▸ WHAT YOU SHOULD DO:
Copy the rows below verbatim, starting at the beginning and continuing through the line containing "83 73 L 81 75", including that line. Leave the pictures out of your copy.

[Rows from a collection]
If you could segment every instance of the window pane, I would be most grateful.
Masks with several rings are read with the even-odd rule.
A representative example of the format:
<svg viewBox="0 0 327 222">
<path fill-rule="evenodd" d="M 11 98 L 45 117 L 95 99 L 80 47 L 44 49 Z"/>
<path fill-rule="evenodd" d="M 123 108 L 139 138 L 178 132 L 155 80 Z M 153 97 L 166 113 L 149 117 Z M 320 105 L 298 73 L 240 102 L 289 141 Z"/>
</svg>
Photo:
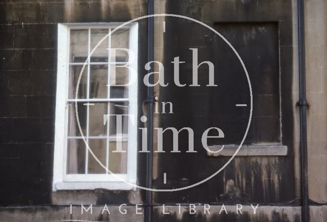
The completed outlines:
<svg viewBox="0 0 327 222">
<path fill-rule="evenodd" d="M 108 118 L 109 122 L 109 136 L 126 137 L 128 133 L 128 102 L 110 102 L 110 115 Z M 124 116 L 120 116 L 124 115 Z M 120 118 L 121 118 L 120 119 Z M 120 132 L 120 126 L 121 127 Z M 123 135 L 122 135 L 123 134 Z"/>
<path fill-rule="evenodd" d="M 71 31 L 71 62 L 84 62 L 88 53 L 88 30 Z"/>
<path fill-rule="evenodd" d="M 83 73 L 81 75 L 81 71 L 83 65 L 71 65 L 69 69 L 69 84 L 68 98 L 75 99 L 76 93 L 76 88 L 78 78 L 81 76 L 81 80 L 78 87 L 78 99 L 85 99 L 87 90 L 87 66 L 84 67 Z"/>
<path fill-rule="evenodd" d="M 128 87 L 126 86 L 111 86 L 110 90 L 110 98 L 128 98 Z"/>
<path fill-rule="evenodd" d="M 84 137 L 86 136 L 86 112 L 87 107 L 83 105 L 84 103 L 77 103 L 77 112 L 82 132 Z M 70 137 L 81 137 L 81 132 L 78 128 L 76 120 L 75 103 L 68 104 L 68 136 Z"/>
<path fill-rule="evenodd" d="M 129 73 L 129 70 L 126 67 L 110 65 L 110 86 L 128 84 Z"/>
<path fill-rule="evenodd" d="M 91 49 L 92 51 L 96 46 L 99 43 L 102 38 L 108 35 L 109 29 L 91 29 Z M 108 52 L 107 49 L 109 48 L 108 38 L 107 37 L 97 47 L 91 56 L 91 62 L 103 62 L 108 61 Z"/>
<path fill-rule="evenodd" d="M 128 49 L 129 30 L 120 29 L 111 34 L 111 49 Z M 115 50 L 115 58 L 111 54 L 110 61 L 116 62 L 127 62 L 128 60 L 127 52 L 124 50 Z"/>
<path fill-rule="evenodd" d="M 88 141 L 90 148 L 100 162 L 106 166 L 107 139 L 90 139 Z M 88 173 L 105 173 L 104 169 L 93 157 L 88 153 L 88 165 L 87 166 Z"/>
<path fill-rule="evenodd" d="M 118 144 L 121 143 L 122 150 L 126 152 L 113 152 L 116 150 Z M 127 173 L 127 141 L 122 142 L 110 141 L 109 143 L 108 169 L 113 173 Z"/>
<path fill-rule="evenodd" d="M 89 106 L 89 134 L 91 137 L 107 136 L 107 124 L 103 125 L 103 115 L 107 114 L 108 103 L 94 103 Z"/>
<path fill-rule="evenodd" d="M 108 98 L 108 65 L 90 66 L 90 98 Z"/>
<path fill-rule="evenodd" d="M 85 144 L 82 139 L 68 139 L 67 147 L 67 173 L 85 172 Z"/>
</svg>

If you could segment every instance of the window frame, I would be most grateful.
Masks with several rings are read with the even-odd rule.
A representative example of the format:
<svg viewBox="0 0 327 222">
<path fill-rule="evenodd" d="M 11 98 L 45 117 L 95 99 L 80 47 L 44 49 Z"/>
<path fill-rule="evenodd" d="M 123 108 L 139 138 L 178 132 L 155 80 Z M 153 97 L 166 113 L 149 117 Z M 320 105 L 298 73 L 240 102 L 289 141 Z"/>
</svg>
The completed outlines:
<svg viewBox="0 0 327 222">
<path fill-rule="evenodd" d="M 55 146 L 53 190 L 94 189 L 129 190 L 134 187 L 136 182 L 137 167 L 137 76 L 134 84 L 128 86 L 129 114 L 134 115 L 134 124 L 129 119 L 127 152 L 127 173 L 117 174 L 122 180 L 110 174 L 71 174 L 66 173 L 67 145 L 68 137 L 68 108 L 70 50 L 70 32 L 72 29 L 115 28 L 123 23 L 58 24 L 58 64 L 57 93 L 56 101 Z M 138 24 L 130 23 L 124 26 L 129 29 L 129 49 L 134 54 L 134 60 L 129 63 L 137 73 Z M 89 46 L 90 38 L 89 31 Z M 92 49 L 90 49 L 91 50 Z M 89 53 L 90 49 L 88 49 Z M 92 63 L 92 62 L 91 62 Z M 104 63 L 105 62 L 102 62 Z M 112 62 L 108 60 L 108 64 Z M 108 67 L 110 70 L 110 66 Z M 130 72 L 129 78 L 130 79 Z M 137 75 L 136 75 L 137 76 Z M 92 100 L 93 99 L 90 99 Z M 105 99 L 108 102 L 117 101 L 117 99 Z M 97 99 L 102 100 L 103 99 Z M 119 101 L 121 100 L 118 99 Z M 74 100 L 74 99 L 73 99 Z M 112 100 L 112 101 L 111 101 Z M 89 100 L 88 100 L 89 101 Z M 133 127 L 132 127 L 132 126 Z M 63 130 L 63 129 L 64 130 Z M 90 147 L 91 148 L 91 147 Z"/>
</svg>

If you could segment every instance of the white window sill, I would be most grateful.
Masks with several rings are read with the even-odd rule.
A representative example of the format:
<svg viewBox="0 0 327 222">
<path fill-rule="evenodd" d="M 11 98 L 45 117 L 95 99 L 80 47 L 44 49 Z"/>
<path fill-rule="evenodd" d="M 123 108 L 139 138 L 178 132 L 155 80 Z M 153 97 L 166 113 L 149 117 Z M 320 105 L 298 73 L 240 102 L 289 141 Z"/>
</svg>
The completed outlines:
<svg viewBox="0 0 327 222">
<path fill-rule="evenodd" d="M 54 184 L 53 190 L 94 190 L 104 189 L 106 190 L 130 190 L 136 188 L 132 184 L 124 182 L 59 182 Z"/>
<path fill-rule="evenodd" d="M 216 151 L 221 149 L 222 145 L 209 146 L 208 148 L 212 151 Z M 207 152 L 209 157 L 231 157 L 239 147 L 237 145 L 225 145 L 224 148 L 219 152 L 213 153 Z M 238 157 L 248 156 L 285 156 L 287 155 L 287 146 L 280 144 L 268 145 L 243 145 L 236 154 Z"/>
</svg>

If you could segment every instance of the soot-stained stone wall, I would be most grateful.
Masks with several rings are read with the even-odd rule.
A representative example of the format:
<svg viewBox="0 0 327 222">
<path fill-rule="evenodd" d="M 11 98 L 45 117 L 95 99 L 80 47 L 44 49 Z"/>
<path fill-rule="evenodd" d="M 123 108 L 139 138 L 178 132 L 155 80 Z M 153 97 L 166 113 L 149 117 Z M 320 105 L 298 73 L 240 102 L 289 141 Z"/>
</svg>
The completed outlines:
<svg viewBox="0 0 327 222">
<path fill-rule="evenodd" d="M 143 1 L 1 1 L 0 205 L 52 204 L 58 23 L 127 21 L 146 7 Z M 128 202 L 126 195 L 110 199 Z"/>
</svg>

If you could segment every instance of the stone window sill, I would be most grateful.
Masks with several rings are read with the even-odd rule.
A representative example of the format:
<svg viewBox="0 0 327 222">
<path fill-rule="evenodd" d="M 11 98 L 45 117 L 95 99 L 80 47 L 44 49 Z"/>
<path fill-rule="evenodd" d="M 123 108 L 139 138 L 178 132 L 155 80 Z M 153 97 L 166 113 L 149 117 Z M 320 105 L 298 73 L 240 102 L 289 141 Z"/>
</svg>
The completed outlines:
<svg viewBox="0 0 327 222">
<path fill-rule="evenodd" d="M 219 152 L 213 153 L 207 152 L 208 157 L 231 157 L 238 148 L 237 145 L 225 145 L 224 148 Z M 212 151 L 216 151 L 221 149 L 222 145 L 209 146 L 208 148 Z M 236 154 L 237 157 L 248 156 L 285 156 L 287 155 L 288 148 L 287 146 L 281 144 L 254 144 L 244 145 L 239 150 Z"/>
<path fill-rule="evenodd" d="M 130 190 L 135 187 L 124 182 L 60 182 L 54 184 L 54 190 L 94 190 L 104 189 L 114 190 Z"/>
</svg>

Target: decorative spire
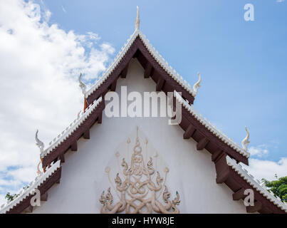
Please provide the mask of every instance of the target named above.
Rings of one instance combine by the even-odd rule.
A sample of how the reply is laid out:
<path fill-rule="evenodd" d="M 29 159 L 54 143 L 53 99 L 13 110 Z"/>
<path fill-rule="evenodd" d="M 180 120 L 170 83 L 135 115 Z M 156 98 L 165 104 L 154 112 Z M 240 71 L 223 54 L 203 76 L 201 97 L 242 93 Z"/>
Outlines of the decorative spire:
<path fill-rule="evenodd" d="M 135 30 L 138 30 L 140 28 L 140 12 L 139 12 L 139 6 L 137 6 L 137 18 L 135 19 Z"/>
<path fill-rule="evenodd" d="M 197 82 L 193 86 L 193 90 L 194 91 L 195 94 L 197 94 L 198 89 L 201 86 L 200 83 L 202 81 L 202 76 L 199 73 L 197 73 L 198 76 L 199 77 Z"/>
<path fill-rule="evenodd" d="M 246 137 L 244 138 L 244 139 L 242 140 L 241 145 L 243 149 L 246 151 L 247 150 L 247 146 L 250 143 L 249 141 L 249 132 L 248 131 L 248 129 L 246 127 L 245 127 L 245 130 L 246 131 Z"/>
<path fill-rule="evenodd" d="M 84 83 L 81 81 L 81 78 L 82 78 L 82 73 L 80 73 L 80 76 L 79 76 L 79 86 L 80 88 L 82 89 L 82 93 L 83 94 L 85 95 L 86 90 L 85 89 L 87 88 L 87 86 L 84 84 Z"/>
<path fill-rule="evenodd" d="M 45 145 L 44 145 L 44 142 L 43 142 L 41 140 L 40 140 L 38 138 L 38 130 L 37 130 L 37 131 L 36 132 L 36 134 L 35 134 L 36 145 L 40 148 L 40 152 L 41 152 L 41 153 L 42 153 L 43 151 L 44 150 Z"/>
<path fill-rule="evenodd" d="M 41 165 L 41 161 L 39 162 L 39 163 L 37 165 L 37 174 L 38 174 L 38 176 L 41 176 L 41 174 L 42 174 L 42 172 L 41 172 L 41 170 L 40 170 L 40 165 Z"/>

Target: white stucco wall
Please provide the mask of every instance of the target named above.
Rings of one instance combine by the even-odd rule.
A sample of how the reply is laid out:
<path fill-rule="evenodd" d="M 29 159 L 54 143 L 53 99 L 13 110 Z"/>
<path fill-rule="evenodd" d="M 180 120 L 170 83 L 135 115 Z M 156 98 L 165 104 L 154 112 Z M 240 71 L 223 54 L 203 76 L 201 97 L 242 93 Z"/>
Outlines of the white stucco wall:
<path fill-rule="evenodd" d="M 121 86 L 127 86 L 128 91 L 155 91 L 155 83 L 150 78 L 145 79 L 143 73 L 140 63 L 132 60 L 127 78 L 118 79 L 116 91 Z M 49 190 L 48 201 L 35 207 L 33 213 L 98 213 L 100 194 L 110 185 L 105 168 L 109 166 L 116 172 L 115 154 L 127 152 L 125 143 L 128 137 L 132 152 L 137 125 L 142 149 L 143 139 L 147 138 L 149 150 L 157 151 L 159 163 L 163 164 L 160 171 L 168 167 L 166 185 L 171 200 L 179 192 L 178 208 L 182 213 L 246 212 L 241 201 L 232 200 L 231 190 L 224 184 L 216 183 L 211 155 L 205 150 L 197 151 L 192 139 L 183 140 L 184 132 L 179 126 L 168 125 L 166 118 L 108 118 L 103 115 L 103 123 L 91 128 L 90 139 L 80 139 L 78 151 L 66 154 L 61 183 Z M 114 174 L 111 175 L 114 181 Z M 117 202 L 117 196 L 113 196 Z"/>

▸ OUTPUT FOR THIS TASK:
If you could segment every instance of the window pane, I would be most grateful.
Masks with several rings are read with the even-odd rule.
A representative example of the format:
<svg viewBox="0 0 327 222">
<path fill-rule="evenodd" d="M 11 98 L 45 117 L 95 99 L 80 47 L 44 49 Z"/>
<path fill-rule="evenodd" d="M 123 108 L 139 138 L 178 132 L 155 80 Z M 153 97 L 166 113 L 149 117 Z M 320 105 L 298 73 L 240 102 L 289 141 Z"/>
</svg>
Photo:
The completed outlines:
<svg viewBox="0 0 327 222">
<path fill-rule="evenodd" d="M 108 118 L 109 122 L 109 136 L 126 137 L 128 133 L 128 102 L 110 102 L 110 115 Z M 124 116 L 120 116 L 124 115 Z M 120 118 L 121 118 L 120 119 Z M 120 132 L 120 126 L 121 127 Z M 123 135 L 122 135 L 123 134 Z"/>
<path fill-rule="evenodd" d="M 71 31 L 71 62 L 84 62 L 88 53 L 88 30 Z"/>
<path fill-rule="evenodd" d="M 83 73 L 81 75 L 81 71 L 83 65 L 71 65 L 69 69 L 69 84 L 68 98 L 75 99 L 76 93 L 76 88 L 78 78 L 81 76 L 81 80 L 78 87 L 78 99 L 85 99 L 87 90 L 87 66 L 84 67 Z"/>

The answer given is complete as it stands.